La morte di Jack Hamilton

Scritto in prima persona, il narratore, un membro della gang di John Dilinger che rapinò la banca, Homer Van Meter, racconta della lenta, dolorosa morte del compagno Jack Hamilton. Van Meter inizia descrivendo la morte di Dilinger all'esterno del teatro per mano di un uomo di Melvin Purvis (cui si fa continuo riferimento come il nemico), così come accennando alla teoria secondo la quale il morto non fosse veramente Dilinger. Van Meter smentisce queste teorie, dicendo che il tutto è nato durante la sua testimonianza riguarda la morte di Jack Hamilton. Dopo essere fuggito da una sparatoria al Little Bohemia Lodge in Wisconsin, Hamilton fu colpito ad un polmone da un poliziotto che li inseguiva durante la fuga, il che gli causò una cancrena. Hamilton rifiutò di farsi curare da Joseph Moran; Van Meter e Dillinger lo portano a casa di Volney Davis e della sua ragazza Rabbits, due membri della gang, così come Arthur, il figlio di Ma. Il narratore non fornisce dettagli, perché l'uomo perde la ragione prima della agonizzante ma pietosa morte.


La camera della morte

Fletcher, ex-reporter del New York Times, viene catturato dai membri di un governo sudamericano. La storia inizia quando viene portato nella "stanza della morte" dove capisce che i suoi rapitori, dopo averlo interrogato circa una sommossa comunista che sta appoggiando, non lo lasceranno uscire vivo dalla stanza, nonostante le loro promesse.

- [Righe fornite]:
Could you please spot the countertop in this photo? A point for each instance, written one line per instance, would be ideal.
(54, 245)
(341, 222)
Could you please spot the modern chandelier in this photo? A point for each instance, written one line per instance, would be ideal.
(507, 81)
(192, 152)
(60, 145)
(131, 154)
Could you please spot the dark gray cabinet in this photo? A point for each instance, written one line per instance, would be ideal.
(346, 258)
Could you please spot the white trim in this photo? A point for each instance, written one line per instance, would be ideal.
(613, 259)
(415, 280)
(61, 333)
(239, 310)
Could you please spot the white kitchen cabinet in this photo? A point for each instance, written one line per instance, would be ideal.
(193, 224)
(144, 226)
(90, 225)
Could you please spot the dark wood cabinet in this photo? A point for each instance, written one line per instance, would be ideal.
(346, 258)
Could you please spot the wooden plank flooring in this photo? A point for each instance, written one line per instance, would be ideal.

- [Compiti]:
• a. Elenchi tutti gli aggettivi con cui il brano selezionato qualifica la morte di Jack Hamilton.
• b. Riassuma il brano selezionato in due frasi.
Le righe costituiscono materiale a sé stante, distinto dal brano selezionato.

- [Risposte scritte]:
• a. lenta, dolorosa, agonizzante, pietosa

• b. Nel racconto «La morte di Jack Hamilton», Homer Van Meter, membro della gang di John Dilinger, narra in prima persona la lenta e dolorosa morte del compagno Jack Hamilton, colpito a un polmone da un poliziotto durante la fuga dal Little Bohemia Lodge in Wisconsin e poi colpito da cancrena. In «La camera della morte», Fletcher, ex reporter del New York Times catturato dai membri di un governo sudamericano, capisce che i suoi rapitori, dopo averlo interrogato su una sommossa comunista che sta appoggiando, non lo lasceranno uscire vivo dalla stanza.